▸ Work task 1
In the TV review excerpt, what does the text give as the reason viewers found themselves debating stalking and assisted dying this year?
▸ Work task 2
Echo the TV review excerpt word for word, from "Celebrating pubs and" up to and including "contributions more entertaining.".
▸ Work task 3
In the TV review excerpt, how many parts did the documentary series about Camden have?

▸ Excerpt
TV viewers this year found themselves debating big issues like stalking and assisted dying, thanks to dramas on Netflix and Channel 4.
There were glossy series based on a popular hitman novel from the 1970s and a notorious Californian murder trial from the 1990s.
Documentaries shed new light on an Irish bishop shamed in a sex scandal, an infamous British murder case and one of London's most colourful neighbourhoods.
What were the 30 TV shows that grabbed Pomona's attention this year and where do they rank on our countdown?
Here is our list from 20 to 11.
20. CAMDEN (Disney +)
Think of Camden and you associate the area with breakfast television, fashion and vibrant music venues.
It was the latter that was the focus of this four part documentary series that told the story of the London district and its place in developing musical talent.
A head spinning ensemble of artists from Dua Lipa and Coldplay's Chris Martin to Oasis' Noel Gallagher, Nile Rodgers and Madness's Suggs to Yungblud and Questlove gave their own perspective on the formative influence of the area on their careers.
Celebrating pubs and venues like The Dublin Castle, the Roundhouse, the Jazz Cafe and The Good Mixer, inevitably some episodes were stronger than others and some contributions more entertaining.
Episodes focusing on the Queen of Camden, Amy Winehouse, Coldplay and the Britpop battles between Oasis and Blur may have drawn in the viewers.
However it was the stories of how the area shaped the careers of acts like The Libertines, Faithless, Little Simz and The Roots that really fascinated.

▸ The data
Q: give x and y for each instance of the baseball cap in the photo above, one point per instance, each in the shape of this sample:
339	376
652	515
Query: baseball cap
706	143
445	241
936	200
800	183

▸ Problem solution 1
According to the text, viewers debated those issues because of dramas on Netflix and Channel 4.

▸ Problem solution 2
Celebrating pubs and venues like The Dublin Castle, the Roundhouse, the Jazz Cafe and The Good Mixer, inevitably some episodes were stronger than others and some contributions more entertaining.

▸ Problem solution 3
It was a four-part documentary series.